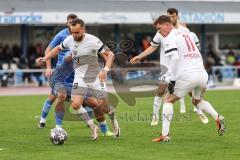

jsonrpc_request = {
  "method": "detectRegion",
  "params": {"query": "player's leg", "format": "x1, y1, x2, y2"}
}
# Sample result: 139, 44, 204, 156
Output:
151, 83, 167, 126
38, 93, 56, 128
192, 87, 226, 136
188, 92, 208, 124
55, 92, 67, 128
84, 97, 113, 136
152, 94, 180, 142
152, 77, 192, 142
93, 78, 120, 137
71, 95, 98, 140
179, 98, 186, 113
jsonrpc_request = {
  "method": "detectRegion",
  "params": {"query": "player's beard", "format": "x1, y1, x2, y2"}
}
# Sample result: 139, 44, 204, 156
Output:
74, 35, 84, 42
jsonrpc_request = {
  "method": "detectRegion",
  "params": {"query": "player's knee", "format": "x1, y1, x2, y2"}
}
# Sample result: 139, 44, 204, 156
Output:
157, 90, 165, 97
192, 98, 201, 106
72, 102, 80, 110
58, 94, 67, 101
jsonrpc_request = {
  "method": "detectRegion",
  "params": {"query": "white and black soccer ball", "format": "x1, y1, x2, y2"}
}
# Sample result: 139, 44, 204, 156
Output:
50, 128, 67, 145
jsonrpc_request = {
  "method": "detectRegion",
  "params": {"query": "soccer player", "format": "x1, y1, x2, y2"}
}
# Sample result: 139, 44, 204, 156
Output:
47, 52, 113, 136
130, 9, 208, 125
152, 15, 225, 142
38, 14, 77, 128
167, 8, 208, 119
36, 18, 117, 140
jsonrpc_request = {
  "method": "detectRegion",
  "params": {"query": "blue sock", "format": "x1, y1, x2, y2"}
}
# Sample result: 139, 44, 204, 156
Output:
99, 120, 108, 133
42, 99, 53, 119
84, 106, 94, 118
55, 111, 64, 126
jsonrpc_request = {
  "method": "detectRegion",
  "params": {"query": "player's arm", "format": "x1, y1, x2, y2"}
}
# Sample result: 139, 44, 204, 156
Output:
36, 36, 71, 64
98, 49, 115, 81
45, 45, 52, 78
164, 37, 179, 82
36, 45, 61, 65
130, 32, 162, 64
130, 46, 157, 64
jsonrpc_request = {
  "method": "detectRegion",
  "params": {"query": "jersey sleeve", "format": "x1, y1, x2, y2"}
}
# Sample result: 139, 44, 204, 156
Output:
93, 36, 107, 53
150, 32, 162, 47
49, 32, 62, 49
164, 35, 179, 59
60, 35, 71, 50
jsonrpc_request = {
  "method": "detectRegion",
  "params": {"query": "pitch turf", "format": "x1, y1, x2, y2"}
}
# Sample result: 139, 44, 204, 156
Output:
0, 91, 240, 160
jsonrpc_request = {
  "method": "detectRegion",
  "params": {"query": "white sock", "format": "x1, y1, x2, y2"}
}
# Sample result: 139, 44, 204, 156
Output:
193, 106, 203, 115
162, 103, 173, 136
153, 96, 162, 119
76, 106, 94, 127
179, 98, 186, 112
198, 100, 218, 120
56, 125, 62, 128
40, 117, 47, 123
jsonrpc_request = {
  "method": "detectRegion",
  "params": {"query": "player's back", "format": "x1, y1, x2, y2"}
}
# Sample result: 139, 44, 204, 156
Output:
50, 61, 74, 88
66, 33, 103, 82
49, 28, 70, 67
167, 29, 205, 77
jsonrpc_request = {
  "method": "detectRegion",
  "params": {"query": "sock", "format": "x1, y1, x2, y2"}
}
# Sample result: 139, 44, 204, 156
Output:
153, 96, 162, 119
76, 106, 94, 127
84, 106, 94, 118
55, 111, 64, 128
198, 100, 218, 120
99, 120, 108, 133
179, 98, 186, 112
193, 106, 203, 115
40, 99, 53, 123
162, 103, 173, 136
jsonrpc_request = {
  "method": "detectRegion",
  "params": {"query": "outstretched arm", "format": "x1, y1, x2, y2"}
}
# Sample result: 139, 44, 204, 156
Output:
36, 46, 61, 64
130, 46, 157, 64
98, 50, 115, 81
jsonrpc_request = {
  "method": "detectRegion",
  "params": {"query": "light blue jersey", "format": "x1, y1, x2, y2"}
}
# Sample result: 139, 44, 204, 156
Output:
49, 28, 74, 83
50, 60, 74, 96
49, 28, 70, 67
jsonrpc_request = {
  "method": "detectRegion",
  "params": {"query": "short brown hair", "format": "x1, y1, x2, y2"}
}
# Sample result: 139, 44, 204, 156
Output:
167, 8, 178, 16
67, 13, 77, 20
71, 18, 85, 27
153, 15, 172, 25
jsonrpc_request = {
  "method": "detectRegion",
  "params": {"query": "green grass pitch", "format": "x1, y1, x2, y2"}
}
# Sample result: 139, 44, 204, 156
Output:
0, 91, 240, 160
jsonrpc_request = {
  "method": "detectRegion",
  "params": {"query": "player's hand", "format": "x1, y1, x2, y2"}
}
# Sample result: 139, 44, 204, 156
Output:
98, 69, 107, 82
45, 68, 52, 78
130, 56, 141, 64
168, 81, 176, 94
64, 55, 72, 62
36, 57, 46, 66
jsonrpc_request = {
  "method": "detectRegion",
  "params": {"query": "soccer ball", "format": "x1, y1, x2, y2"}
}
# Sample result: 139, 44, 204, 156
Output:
50, 128, 67, 145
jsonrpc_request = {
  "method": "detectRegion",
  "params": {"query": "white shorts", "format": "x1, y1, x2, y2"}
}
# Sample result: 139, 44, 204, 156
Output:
72, 77, 107, 99
173, 71, 208, 99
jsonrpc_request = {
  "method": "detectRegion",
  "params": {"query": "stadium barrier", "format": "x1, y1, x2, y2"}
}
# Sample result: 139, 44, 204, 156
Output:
0, 66, 240, 87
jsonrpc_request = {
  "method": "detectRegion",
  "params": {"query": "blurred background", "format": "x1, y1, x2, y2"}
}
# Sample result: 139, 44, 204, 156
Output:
0, 0, 240, 88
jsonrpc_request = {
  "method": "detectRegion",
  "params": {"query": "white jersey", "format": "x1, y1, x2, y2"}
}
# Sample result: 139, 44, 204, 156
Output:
190, 32, 200, 50
164, 29, 205, 80
176, 25, 200, 49
60, 33, 106, 82
176, 24, 190, 32
150, 32, 169, 76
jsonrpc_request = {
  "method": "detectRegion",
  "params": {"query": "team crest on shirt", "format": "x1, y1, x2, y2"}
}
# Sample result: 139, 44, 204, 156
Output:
73, 51, 77, 55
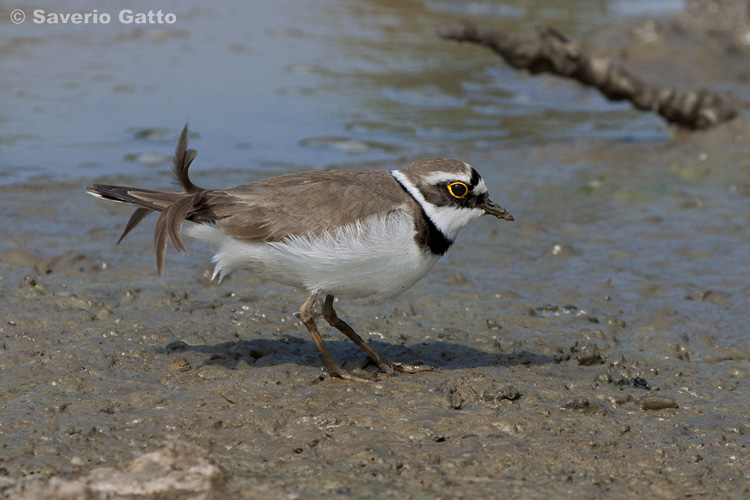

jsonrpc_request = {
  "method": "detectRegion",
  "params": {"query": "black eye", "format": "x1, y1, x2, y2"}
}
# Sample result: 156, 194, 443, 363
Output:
448, 182, 469, 198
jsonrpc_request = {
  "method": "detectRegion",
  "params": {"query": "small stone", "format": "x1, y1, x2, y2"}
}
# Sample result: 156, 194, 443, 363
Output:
487, 318, 503, 330
443, 392, 464, 410
167, 358, 192, 372
638, 396, 680, 410
630, 377, 651, 391
570, 342, 603, 366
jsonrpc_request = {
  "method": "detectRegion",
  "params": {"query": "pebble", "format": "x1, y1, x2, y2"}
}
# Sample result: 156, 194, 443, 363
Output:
638, 396, 680, 410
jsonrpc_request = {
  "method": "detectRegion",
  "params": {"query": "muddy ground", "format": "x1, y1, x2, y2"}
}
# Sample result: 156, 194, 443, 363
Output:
0, 2, 750, 499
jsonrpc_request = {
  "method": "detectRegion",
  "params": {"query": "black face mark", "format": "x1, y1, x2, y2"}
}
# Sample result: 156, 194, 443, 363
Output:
424, 174, 487, 208
447, 181, 469, 199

DO THIS -
Copy every line in the material above that contains the string "ball". The match is case-sensitive.

OUTPUT OF THE EXERCISE -
  "params": {"query": "white and black soccer ball", "format": "x1, y1, x2, y2"}
  "params": {"query": "soccer ball", "format": "x1, y1, x2, y2"}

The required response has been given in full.